## Work instruction
Write out all of the lines below, exactly and completely.
=====
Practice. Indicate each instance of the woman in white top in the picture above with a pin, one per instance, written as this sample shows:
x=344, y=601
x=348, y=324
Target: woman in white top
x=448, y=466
=====
## Solution to the problem
Practice. Indicate each instance of the woman in white top in the picture above with a pin, one per instance, written as this sample shows:
x=344, y=601
x=348, y=324
Target: woman in white top
x=448, y=466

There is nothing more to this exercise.